# [The request]
How many of the lines below contain the word "gear"? Reply with the number alone.

(Excerpts of pointing data)
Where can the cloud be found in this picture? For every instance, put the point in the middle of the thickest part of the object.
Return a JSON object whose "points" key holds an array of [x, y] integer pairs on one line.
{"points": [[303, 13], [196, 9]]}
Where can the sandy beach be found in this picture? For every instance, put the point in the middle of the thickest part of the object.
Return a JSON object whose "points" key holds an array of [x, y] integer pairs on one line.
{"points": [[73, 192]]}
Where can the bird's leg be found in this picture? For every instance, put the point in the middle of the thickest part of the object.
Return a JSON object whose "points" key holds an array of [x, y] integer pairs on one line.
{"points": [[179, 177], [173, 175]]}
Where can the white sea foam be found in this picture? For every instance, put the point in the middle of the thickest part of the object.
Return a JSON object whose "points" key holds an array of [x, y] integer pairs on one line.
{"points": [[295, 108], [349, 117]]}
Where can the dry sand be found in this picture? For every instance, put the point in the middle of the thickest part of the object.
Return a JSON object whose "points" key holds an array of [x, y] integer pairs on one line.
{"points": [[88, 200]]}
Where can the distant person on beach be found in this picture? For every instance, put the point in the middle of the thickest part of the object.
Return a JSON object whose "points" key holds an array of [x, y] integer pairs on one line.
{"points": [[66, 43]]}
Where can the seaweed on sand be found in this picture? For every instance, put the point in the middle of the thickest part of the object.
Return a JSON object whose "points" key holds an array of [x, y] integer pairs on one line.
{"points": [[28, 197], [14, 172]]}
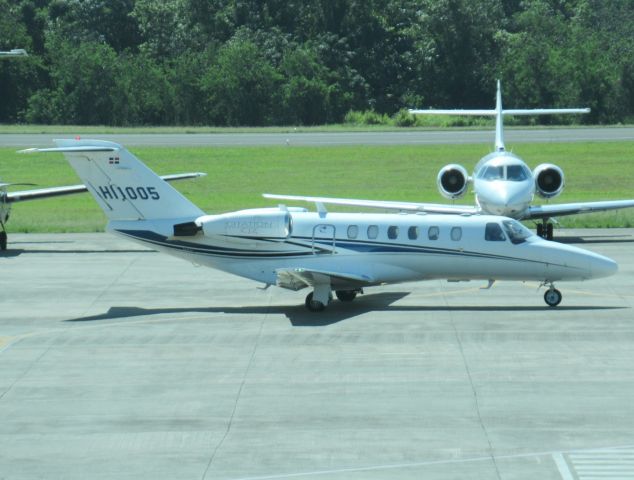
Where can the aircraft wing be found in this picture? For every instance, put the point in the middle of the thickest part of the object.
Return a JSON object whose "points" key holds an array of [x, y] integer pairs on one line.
{"points": [[298, 278], [541, 211], [383, 204], [71, 189]]}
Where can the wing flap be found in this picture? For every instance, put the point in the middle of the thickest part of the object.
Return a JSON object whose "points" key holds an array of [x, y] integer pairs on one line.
{"points": [[382, 204], [298, 278]]}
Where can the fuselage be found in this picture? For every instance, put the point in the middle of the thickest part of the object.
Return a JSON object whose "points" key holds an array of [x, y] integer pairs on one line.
{"points": [[503, 185], [382, 248]]}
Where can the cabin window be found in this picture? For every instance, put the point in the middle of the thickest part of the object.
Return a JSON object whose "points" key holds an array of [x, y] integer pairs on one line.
{"points": [[456, 233], [493, 233], [517, 232]]}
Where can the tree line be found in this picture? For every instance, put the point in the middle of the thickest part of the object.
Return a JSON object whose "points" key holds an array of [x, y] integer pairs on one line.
{"points": [[294, 62]]}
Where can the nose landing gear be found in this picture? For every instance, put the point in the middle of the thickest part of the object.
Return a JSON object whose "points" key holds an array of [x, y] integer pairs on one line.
{"points": [[552, 297], [545, 230]]}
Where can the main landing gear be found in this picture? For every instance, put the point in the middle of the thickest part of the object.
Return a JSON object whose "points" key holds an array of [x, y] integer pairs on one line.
{"points": [[545, 230], [552, 296], [343, 295]]}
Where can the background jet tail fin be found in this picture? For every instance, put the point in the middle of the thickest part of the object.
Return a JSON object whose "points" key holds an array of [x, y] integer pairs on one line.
{"points": [[124, 187]]}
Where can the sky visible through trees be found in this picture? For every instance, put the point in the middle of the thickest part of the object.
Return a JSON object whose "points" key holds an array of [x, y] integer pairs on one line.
{"points": [[290, 62]]}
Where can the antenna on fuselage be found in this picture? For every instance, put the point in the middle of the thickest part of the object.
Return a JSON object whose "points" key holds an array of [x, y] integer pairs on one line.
{"points": [[499, 121]]}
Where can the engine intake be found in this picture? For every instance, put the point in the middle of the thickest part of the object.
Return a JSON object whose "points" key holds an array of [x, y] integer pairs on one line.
{"points": [[549, 180], [453, 181]]}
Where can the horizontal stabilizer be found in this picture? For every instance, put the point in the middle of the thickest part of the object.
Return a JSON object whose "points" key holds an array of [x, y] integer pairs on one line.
{"points": [[562, 209], [493, 113], [40, 193]]}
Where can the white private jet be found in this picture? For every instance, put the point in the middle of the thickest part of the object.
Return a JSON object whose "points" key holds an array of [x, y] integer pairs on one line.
{"points": [[8, 198], [503, 184], [325, 252]]}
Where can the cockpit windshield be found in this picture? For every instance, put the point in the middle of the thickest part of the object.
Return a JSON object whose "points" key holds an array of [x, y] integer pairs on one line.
{"points": [[493, 173], [514, 173], [516, 232]]}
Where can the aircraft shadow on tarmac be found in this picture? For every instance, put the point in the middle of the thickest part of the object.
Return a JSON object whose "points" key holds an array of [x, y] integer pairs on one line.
{"points": [[16, 252], [585, 239], [336, 312]]}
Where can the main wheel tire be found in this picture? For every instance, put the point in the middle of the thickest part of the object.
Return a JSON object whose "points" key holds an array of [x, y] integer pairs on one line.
{"points": [[314, 305], [552, 297], [346, 295]]}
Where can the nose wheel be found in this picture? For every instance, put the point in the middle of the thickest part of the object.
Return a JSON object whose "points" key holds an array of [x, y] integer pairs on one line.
{"points": [[552, 297], [545, 230]]}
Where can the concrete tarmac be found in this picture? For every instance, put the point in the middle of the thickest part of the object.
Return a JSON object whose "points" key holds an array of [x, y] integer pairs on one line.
{"points": [[119, 362], [402, 137]]}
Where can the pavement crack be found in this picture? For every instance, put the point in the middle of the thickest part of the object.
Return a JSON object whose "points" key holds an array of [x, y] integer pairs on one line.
{"points": [[239, 394], [473, 389]]}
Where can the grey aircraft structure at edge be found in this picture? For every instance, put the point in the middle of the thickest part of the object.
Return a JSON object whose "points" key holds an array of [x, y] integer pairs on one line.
{"points": [[323, 251], [8, 198], [502, 182]]}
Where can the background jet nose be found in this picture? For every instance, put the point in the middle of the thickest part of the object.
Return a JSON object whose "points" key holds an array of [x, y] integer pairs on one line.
{"points": [[602, 266]]}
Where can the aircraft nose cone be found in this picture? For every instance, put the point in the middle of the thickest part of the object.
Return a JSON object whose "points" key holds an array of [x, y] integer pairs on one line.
{"points": [[602, 267]]}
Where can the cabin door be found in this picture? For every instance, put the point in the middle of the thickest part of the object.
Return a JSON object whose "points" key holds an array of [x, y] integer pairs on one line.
{"points": [[323, 239]]}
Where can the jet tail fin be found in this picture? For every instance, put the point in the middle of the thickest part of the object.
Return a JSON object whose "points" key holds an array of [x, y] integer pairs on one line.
{"points": [[123, 186]]}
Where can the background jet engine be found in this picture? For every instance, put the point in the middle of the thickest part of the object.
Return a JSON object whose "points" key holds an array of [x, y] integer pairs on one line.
{"points": [[453, 181], [549, 180]]}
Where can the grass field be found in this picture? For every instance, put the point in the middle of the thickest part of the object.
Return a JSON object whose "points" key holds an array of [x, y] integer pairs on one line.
{"points": [[237, 176]]}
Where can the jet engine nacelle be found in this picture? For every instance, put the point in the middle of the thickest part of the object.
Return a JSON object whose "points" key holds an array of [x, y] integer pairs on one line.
{"points": [[549, 180], [255, 223], [453, 181]]}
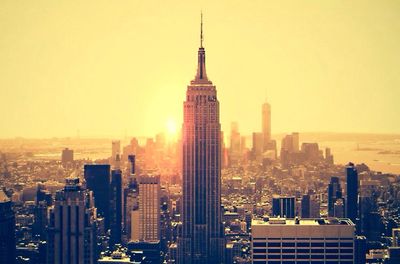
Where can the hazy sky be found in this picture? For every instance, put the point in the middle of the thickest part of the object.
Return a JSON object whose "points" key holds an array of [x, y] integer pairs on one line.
{"points": [[106, 67]]}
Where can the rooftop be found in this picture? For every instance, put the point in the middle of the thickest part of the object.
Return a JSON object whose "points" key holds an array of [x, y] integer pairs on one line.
{"points": [[303, 222]]}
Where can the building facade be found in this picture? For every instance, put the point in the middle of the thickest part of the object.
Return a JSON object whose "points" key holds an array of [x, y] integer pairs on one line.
{"points": [[311, 241], [352, 192], [7, 230], [97, 177], [71, 234], [202, 233]]}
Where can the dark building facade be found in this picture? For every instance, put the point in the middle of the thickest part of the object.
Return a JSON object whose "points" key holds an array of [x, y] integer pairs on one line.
{"points": [[202, 233], [7, 230], [334, 193], [116, 207], [352, 192], [71, 234], [97, 177], [284, 207]]}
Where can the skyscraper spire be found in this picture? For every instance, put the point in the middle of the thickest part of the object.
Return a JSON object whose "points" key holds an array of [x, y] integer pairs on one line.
{"points": [[201, 75], [201, 31]]}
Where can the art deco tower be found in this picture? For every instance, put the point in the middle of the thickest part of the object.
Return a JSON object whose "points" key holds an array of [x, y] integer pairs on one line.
{"points": [[202, 234]]}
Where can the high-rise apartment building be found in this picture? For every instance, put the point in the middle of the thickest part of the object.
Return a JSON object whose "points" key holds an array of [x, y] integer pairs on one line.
{"points": [[334, 193], [149, 208], [7, 230], [97, 177], [311, 241], [71, 234], [116, 207], [284, 206], [266, 124], [352, 192], [67, 156], [202, 238]]}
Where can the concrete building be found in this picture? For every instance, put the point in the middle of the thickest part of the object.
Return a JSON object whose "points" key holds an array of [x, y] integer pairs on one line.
{"points": [[279, 240], [71, 234], [202, 239], [7, 230]]}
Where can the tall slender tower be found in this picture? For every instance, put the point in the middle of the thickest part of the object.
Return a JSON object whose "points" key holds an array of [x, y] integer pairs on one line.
{"points": [[202, 234], [266, 123], [352, 192]]}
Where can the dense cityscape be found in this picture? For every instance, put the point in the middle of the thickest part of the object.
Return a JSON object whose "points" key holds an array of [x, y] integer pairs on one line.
{"points": [[206, 196]]}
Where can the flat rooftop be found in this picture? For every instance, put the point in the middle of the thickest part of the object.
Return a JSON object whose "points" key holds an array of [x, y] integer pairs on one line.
{"points": [[302, 222]]}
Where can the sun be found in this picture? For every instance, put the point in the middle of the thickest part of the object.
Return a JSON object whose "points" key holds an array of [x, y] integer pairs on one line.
{"points": [[171, 127]]}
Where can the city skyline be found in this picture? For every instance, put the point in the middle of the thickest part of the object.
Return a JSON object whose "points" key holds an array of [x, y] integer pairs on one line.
{"points": [[93, 72], [197, 194]]}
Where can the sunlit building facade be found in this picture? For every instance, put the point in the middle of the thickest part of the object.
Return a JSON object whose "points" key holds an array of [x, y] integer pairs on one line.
{"points": [[202, 232]]}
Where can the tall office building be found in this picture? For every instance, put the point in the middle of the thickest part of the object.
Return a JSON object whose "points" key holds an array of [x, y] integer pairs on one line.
{"points": [[266, 124], [277, 240], [310, 206], [7, 230], [352, 192], [116, 207], [131, 199], [71, 234], [149, 208], [258, 145], [284, 206], [334, 193], [115, 151], [202, 239], [97, 177], [235, 146]]}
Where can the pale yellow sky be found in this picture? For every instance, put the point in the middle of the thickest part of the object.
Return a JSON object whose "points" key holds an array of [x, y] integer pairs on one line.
{"points": [[106, 67]]}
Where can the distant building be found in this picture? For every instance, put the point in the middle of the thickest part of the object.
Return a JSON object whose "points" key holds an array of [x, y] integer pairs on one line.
{"points": [[97, 177], [71, 234], [235, 145], [67, 156], [279, 240], [311, 152], [396, 237], [258, 145], [149, 208], [116, 207], [131, 199], [352, 192], [283, 206], [115, 150], [7, 230], [266, 124], [202, 239], [338, 208], [334, 193], [117, 257], [328, 156], [310, 206], [360, 249]]}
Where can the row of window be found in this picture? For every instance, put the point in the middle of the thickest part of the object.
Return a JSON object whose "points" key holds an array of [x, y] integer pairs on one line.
{"points": [[303, 256], [301, 250], [303, 238], [302, 244], [302, 262]]}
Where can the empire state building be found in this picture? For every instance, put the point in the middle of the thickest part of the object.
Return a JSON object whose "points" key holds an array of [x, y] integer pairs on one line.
{"points": [[202, 235]]}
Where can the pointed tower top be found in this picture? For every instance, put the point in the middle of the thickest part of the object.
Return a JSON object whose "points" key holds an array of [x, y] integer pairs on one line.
{"points": [[201, 30]]}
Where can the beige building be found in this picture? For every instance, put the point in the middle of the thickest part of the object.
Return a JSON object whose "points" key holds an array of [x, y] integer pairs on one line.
{"points": [[280, 240]]}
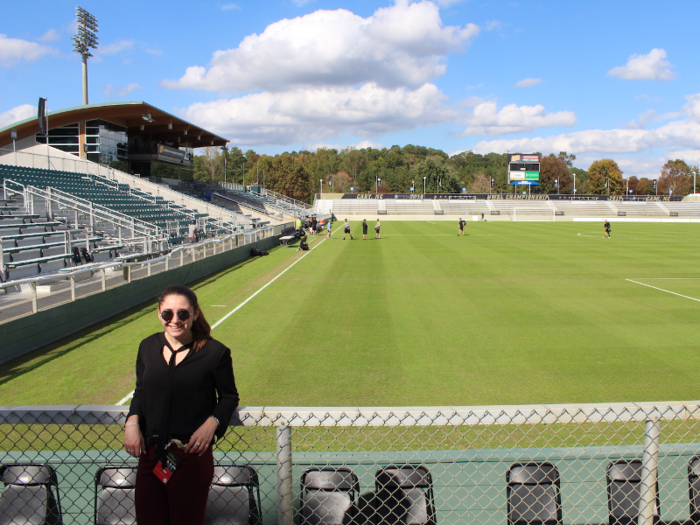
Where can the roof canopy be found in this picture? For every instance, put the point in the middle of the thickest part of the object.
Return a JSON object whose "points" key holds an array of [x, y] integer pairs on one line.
{"points": [[132, 115]]}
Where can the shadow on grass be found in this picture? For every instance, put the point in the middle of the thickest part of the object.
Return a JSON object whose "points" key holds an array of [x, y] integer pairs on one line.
{"points": [[34, 360]]}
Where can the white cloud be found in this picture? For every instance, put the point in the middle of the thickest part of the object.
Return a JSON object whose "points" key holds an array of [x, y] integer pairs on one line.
{"points": [[528, 82], [404, 45], [645, 67], [111, 91], [9, 117], [115, 47], [50, 36], [314, 115], [678, 135], [650, 116], [486, 119], [14, 50], [649, 98]]}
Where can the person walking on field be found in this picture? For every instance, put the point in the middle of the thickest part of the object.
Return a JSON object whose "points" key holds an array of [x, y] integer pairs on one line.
{"points": [[346, 229]]}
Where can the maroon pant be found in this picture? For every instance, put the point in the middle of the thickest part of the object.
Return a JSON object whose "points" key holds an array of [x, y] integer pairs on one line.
{"points": [[183, 501]]}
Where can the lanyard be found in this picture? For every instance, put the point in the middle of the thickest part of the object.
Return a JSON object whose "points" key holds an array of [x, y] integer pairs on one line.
{"points": [[164, 428]]}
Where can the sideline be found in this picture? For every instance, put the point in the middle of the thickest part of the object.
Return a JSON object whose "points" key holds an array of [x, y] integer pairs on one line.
{"points": [[131, 394], [662, 290]]}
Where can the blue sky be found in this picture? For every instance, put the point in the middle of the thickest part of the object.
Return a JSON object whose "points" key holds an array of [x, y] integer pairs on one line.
{"points": [[599, 79]]}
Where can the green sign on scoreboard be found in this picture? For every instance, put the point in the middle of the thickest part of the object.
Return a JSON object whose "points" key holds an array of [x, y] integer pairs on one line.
{"points": [[524, 169]]}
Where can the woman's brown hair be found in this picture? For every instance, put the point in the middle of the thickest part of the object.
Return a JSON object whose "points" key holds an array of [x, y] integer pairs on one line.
{"points": [[201, 331]]}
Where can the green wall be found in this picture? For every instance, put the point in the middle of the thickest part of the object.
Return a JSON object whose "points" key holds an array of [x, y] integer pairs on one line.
{"points": [[35, 331]]}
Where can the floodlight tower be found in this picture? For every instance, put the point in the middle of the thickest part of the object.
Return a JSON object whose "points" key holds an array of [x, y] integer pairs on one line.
{"points": [[84, 39]]}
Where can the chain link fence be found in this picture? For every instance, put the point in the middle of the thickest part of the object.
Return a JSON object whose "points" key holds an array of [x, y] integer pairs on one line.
{"points": [[589, 464]]}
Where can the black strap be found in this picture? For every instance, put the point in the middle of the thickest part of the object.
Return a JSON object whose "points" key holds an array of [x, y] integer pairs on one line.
{"points": [[164, 429]]}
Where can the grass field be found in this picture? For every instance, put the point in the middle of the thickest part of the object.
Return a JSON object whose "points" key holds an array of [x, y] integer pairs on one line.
{"points": [[513, 313]]}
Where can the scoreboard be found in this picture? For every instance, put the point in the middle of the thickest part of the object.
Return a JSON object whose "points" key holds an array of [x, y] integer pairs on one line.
{"points": [[524, 170]]}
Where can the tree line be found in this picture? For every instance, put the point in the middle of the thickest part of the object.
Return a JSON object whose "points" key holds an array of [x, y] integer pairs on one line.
{"points": [[400, 170]]}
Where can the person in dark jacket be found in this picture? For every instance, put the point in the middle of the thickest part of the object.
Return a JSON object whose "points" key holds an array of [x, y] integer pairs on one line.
{"points": [[184, 399]]}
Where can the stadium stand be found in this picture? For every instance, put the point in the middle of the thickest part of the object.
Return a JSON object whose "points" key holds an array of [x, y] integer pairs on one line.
{"points": [[639, 209], [355, 207], [465, 207], [683, 209], [408, 207], [588, 208]]}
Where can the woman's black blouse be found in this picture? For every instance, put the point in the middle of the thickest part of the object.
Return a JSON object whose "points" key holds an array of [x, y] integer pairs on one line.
{"points": [[203, 386]]}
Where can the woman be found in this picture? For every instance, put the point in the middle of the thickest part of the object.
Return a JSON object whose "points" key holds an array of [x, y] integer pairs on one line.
{"points": [[185, 394]]}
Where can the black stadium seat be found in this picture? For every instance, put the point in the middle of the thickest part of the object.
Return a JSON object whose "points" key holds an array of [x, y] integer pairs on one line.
{"points": [[30, 495], [234, 497], [329, 496], [404, 495], [624, 480], [533, 494], [115, 503]]}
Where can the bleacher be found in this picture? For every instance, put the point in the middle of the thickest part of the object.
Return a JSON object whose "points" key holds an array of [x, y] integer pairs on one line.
{"points": [[355, 207], [409, 207], [683, 209], [465, 207], [117, 197], [578, 208], [639, 209], [33, 245]]}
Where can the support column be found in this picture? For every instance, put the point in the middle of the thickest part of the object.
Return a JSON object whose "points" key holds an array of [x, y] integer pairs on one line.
{"points": [[285, 502], [650, 465]]}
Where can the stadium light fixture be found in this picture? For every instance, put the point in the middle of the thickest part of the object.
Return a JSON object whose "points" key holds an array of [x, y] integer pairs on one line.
{"points": [[224, 150], [85, 39]]}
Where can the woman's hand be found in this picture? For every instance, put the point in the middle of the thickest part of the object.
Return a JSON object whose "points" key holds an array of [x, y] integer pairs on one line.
{"points": [[134, 444], [202, 437]]}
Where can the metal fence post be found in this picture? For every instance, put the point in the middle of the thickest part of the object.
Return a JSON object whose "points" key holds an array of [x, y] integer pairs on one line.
{"points": [[650, 463], [285, 503], [35, 304]]}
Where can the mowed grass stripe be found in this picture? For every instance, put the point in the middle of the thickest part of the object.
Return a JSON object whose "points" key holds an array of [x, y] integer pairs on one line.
{"points": [[512, 313]]}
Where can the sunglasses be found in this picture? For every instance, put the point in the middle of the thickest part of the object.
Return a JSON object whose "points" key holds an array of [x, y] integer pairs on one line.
{"points": [[182, 315]]}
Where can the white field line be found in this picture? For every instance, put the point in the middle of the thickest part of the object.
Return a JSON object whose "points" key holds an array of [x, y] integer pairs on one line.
{"points": [[662, 290], [131, 394]]}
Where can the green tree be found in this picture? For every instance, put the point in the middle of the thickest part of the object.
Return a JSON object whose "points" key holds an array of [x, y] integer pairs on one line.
{"points": [[601, 171], [676, 178], [440, 176], [552, 169]]}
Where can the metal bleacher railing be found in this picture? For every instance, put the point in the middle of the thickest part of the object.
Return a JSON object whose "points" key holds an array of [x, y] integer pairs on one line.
{"points": [[72, 163], [558, 464], [26, 296]]}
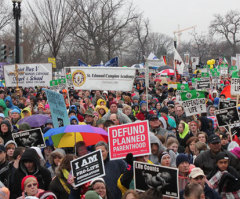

# [Result of the task]
2